§ **Selected passage**:
— Start —

A. Do the individual headsets have battery packs that are mounted in each helmet?

Yes, each detachable headset includes rechargeable batteries, we take the headset off the mounting plate and recharge them on the kitchen bench.

B. How long do batteries last, if required?

No separate batteries, rechargeables built in. The recharge lasts all day when we have the units on continuous talk

C. Do you get frequency interference in any shape or form?

Not that I've noticed, but population density is a bit lower here in Queensland Australia. You can link in to up to five other SMH10 units and chose who you want to talk to by tapping the jog button a number of times.

D. Are these systems full duplex or half duplex?

You're talking to a technophobe here. What's duplex/half duplex?

E. If these systems are half duplex, how do you functionally activate
Your microphone? (I imagine that old WWII activity of touching
Some activation device worn around the neck)

— End —

§ **Tasks and exercises**:
1 – In the headset Q&A, how many other SMH10 units can one unit link in to?
2 – From the headset Q&A, return the stretch from "B. How long" through "or half duplex?", copied word for word.

§ **Recorded data**:
— Start —

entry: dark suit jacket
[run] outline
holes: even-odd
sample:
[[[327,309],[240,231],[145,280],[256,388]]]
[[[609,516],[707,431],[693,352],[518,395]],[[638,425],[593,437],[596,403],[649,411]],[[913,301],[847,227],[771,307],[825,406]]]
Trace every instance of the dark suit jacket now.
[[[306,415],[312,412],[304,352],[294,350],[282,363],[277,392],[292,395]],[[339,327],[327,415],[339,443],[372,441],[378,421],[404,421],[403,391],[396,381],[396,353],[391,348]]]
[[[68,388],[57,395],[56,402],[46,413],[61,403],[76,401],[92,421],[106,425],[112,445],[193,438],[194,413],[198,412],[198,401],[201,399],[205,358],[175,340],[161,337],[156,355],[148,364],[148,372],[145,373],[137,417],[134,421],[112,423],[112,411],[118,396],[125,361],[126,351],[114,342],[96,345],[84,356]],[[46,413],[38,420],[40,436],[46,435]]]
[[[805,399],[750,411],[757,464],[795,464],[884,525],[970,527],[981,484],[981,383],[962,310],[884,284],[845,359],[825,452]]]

— End —

§ **Solutions by task**:
1 – Up to five other SMH10 units.

2 –
B. How long do batteries last, if required?

No separate batteries, rechargeables built in. The recharge lasts all day when we have the units on continuous talk

C. Do you get frequency interference in any shape or form?

Not that I've noticed, but population density is a bit lower here in Queensland Australia. You can link in to up to five other SMH10 units and chose who you want to talk to by tapping the jog button a number of times.

D. Are these systems full duplex or half duplex?